WORK ITEM: Your answer should hold exactly the lines from the one with "Okay, I'll take the bet. The frozen" through the final line of the data below, reproduced as written.

[Annotated photo localization data]
□ □ □
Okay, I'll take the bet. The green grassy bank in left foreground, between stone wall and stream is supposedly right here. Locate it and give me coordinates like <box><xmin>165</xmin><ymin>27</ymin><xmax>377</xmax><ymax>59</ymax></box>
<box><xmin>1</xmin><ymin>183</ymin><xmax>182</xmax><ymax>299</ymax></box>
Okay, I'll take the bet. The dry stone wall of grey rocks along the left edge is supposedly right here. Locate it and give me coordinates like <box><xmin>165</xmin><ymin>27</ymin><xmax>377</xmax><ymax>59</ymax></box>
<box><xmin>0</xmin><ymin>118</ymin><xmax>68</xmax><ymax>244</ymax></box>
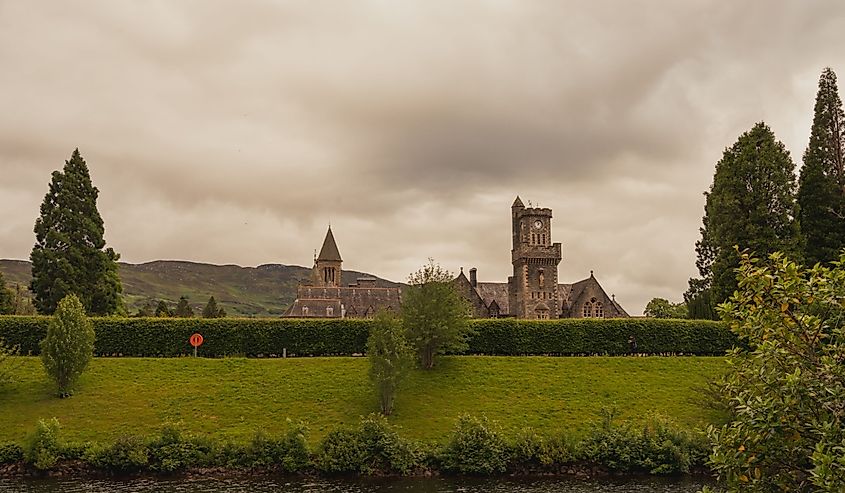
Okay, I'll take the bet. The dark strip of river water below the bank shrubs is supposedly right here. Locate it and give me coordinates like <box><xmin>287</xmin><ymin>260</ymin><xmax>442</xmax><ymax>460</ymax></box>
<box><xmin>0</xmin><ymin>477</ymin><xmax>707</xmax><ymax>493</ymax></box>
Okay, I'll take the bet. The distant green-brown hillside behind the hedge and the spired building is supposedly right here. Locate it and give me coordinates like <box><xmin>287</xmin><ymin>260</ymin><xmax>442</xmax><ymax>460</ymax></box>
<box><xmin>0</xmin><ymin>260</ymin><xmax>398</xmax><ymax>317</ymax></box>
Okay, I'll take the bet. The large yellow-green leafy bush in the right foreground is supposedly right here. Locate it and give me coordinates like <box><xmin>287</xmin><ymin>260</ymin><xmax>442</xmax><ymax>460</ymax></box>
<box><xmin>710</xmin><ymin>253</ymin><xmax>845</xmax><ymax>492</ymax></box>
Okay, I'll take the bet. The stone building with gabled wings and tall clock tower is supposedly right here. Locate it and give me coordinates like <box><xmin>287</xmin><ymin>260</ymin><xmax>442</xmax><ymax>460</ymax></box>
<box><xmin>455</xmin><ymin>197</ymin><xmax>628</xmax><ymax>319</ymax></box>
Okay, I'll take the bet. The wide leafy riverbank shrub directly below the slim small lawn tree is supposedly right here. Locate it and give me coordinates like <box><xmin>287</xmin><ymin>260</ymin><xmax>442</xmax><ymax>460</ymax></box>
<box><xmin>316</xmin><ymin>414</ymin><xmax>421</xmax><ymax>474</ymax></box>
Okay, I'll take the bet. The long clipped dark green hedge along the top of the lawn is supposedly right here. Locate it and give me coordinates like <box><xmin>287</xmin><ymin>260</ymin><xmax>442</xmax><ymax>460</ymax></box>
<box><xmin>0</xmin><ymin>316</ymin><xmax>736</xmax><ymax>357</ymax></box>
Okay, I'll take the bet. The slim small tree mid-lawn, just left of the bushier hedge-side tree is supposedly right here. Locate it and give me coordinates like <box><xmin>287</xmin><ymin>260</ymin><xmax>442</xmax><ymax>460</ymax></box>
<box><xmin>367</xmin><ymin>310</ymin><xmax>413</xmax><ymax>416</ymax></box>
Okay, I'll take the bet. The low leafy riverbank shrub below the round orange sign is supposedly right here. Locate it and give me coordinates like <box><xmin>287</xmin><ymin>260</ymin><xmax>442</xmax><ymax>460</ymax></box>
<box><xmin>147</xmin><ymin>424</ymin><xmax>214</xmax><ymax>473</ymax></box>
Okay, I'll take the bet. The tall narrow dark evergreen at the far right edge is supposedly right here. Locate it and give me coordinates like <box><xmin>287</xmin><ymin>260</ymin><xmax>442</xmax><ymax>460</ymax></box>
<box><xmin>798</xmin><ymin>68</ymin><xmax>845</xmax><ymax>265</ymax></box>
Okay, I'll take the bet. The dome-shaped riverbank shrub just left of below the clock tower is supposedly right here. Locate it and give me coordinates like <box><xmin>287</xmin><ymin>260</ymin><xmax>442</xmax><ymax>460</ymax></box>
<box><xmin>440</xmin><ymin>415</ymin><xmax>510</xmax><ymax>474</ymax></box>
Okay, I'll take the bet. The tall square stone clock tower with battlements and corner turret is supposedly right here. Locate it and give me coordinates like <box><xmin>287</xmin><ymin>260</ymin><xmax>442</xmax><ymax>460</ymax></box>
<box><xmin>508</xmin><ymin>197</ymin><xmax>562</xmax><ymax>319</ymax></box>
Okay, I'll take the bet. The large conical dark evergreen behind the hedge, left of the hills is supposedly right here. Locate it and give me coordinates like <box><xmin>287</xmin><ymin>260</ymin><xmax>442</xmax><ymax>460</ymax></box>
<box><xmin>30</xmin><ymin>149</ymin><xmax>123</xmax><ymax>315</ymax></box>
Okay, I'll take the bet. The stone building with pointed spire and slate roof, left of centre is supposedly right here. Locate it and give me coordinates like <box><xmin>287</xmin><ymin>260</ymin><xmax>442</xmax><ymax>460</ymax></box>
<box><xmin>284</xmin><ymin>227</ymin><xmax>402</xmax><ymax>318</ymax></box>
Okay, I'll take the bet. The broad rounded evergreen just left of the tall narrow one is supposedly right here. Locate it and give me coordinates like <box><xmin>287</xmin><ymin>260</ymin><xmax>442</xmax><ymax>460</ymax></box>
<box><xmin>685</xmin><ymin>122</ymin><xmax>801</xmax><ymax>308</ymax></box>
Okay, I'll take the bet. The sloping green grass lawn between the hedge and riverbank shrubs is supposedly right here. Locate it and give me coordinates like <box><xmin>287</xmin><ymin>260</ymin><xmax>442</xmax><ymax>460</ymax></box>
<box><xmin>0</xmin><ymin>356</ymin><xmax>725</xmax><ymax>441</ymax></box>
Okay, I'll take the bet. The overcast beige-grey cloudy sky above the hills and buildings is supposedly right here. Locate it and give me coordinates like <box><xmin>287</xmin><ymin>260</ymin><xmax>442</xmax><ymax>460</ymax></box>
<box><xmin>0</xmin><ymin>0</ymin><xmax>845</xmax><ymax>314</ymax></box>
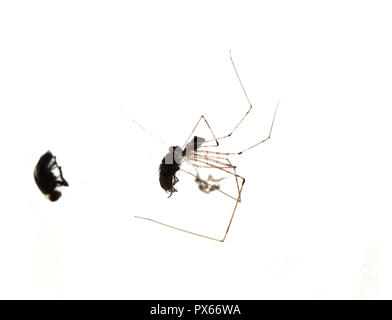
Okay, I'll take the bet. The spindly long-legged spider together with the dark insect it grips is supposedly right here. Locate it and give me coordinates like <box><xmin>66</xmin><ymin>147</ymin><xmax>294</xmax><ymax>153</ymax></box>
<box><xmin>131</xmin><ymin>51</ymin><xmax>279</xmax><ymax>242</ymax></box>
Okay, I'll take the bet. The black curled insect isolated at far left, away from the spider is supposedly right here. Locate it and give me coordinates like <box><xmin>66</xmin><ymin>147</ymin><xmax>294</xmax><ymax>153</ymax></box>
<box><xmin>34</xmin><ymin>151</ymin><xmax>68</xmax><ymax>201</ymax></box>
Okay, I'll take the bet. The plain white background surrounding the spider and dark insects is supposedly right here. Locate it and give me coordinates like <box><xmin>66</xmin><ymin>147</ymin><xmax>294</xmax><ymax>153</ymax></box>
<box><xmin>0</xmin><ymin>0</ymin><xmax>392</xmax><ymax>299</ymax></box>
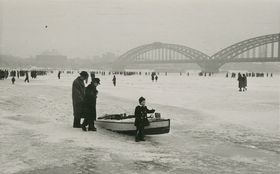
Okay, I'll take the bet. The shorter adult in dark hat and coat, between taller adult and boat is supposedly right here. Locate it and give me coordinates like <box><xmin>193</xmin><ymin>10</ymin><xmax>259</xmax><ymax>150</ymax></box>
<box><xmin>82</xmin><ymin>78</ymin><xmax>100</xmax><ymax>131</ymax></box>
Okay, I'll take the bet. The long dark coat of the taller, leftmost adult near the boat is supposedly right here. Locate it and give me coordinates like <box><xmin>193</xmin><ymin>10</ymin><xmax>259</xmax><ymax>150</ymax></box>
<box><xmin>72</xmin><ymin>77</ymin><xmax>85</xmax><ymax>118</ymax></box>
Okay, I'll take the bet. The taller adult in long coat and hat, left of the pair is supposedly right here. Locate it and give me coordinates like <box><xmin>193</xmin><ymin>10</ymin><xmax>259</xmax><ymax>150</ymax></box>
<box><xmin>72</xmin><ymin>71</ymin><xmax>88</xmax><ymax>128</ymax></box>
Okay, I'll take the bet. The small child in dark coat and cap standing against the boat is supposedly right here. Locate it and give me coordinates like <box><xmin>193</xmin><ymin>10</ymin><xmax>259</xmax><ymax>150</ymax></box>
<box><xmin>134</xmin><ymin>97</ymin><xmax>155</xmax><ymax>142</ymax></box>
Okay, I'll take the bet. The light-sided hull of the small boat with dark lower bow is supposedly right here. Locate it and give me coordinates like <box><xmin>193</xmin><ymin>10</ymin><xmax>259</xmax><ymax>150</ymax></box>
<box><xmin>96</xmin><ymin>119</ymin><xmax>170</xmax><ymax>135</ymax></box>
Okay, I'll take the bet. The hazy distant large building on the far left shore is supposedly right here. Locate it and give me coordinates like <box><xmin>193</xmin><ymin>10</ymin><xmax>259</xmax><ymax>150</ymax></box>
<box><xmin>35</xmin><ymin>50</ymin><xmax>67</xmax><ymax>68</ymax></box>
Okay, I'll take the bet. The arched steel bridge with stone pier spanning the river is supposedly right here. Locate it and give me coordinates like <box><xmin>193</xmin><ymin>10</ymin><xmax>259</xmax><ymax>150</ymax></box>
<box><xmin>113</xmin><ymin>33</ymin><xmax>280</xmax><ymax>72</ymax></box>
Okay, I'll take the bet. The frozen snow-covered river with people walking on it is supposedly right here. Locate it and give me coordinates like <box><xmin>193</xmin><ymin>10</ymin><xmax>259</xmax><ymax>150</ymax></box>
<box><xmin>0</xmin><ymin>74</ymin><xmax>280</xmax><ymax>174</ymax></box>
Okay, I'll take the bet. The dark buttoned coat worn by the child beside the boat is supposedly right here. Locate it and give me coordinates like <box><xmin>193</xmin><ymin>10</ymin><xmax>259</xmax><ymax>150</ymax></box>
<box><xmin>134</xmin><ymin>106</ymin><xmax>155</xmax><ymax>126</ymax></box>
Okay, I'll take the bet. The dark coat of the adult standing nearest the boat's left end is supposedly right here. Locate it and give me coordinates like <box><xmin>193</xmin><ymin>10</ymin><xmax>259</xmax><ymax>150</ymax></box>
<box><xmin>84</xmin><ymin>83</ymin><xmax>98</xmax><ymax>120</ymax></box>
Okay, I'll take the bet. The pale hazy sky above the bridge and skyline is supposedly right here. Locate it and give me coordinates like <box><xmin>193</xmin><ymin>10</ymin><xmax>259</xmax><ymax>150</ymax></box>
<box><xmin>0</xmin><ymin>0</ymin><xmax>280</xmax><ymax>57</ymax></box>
□ □ □
SOLVED PROBLEM:
Okay, I'll take the bet. The frozen snow-covered river with people walking on it is supposedly right here. Locate it and give me coordinates like <box><xmin>193</xmin><ymin>10</ymin><xmax>259</xmax><ymax>150</ymax></box>
<box><xmin>0</xmin><ymin>74</ymin><xmax>280</xmax><ymax>174</ymax></box>
Okay, I'll take the bet. The dark buttoned coat worn by the child beside the boat is supposedly right here. Locate it and give me coordinates like <box><xmin>193</xmin><ymin>10</ymin><xmax>259</xmax><ymax>150</ymax></box>
<box><xmin>134</xmin><ymin>106</ymin><xmax>155</xmax><ymax>126</ymax></box>
Okay, I'll take the bet. The dark coat of the adult standing nearest the boat's left end is supposedly right here. Locate it and give me coordinates like <box><xmin>193</xmin><ymin>10</ymin><xmax>259</xmax><ymax>150</ymax></box>
<box><xmin>84</xmin><ymin>83</ymin><xmax>98</xmax><ymax>120</ymax></box>
Okay, I'll take the bet. The pale hazy sky above the bridge and skyline is supposedly right here. Locate it and give me coordinates like <box><xmin>193</xmin><ymin>10</ymin><xmax>259</xmax><ymax>150</ymax></box>
<box><xmin>0</xmin><ymin>0</ymin><xmax>280</xmax><ymax>57</ymax></box>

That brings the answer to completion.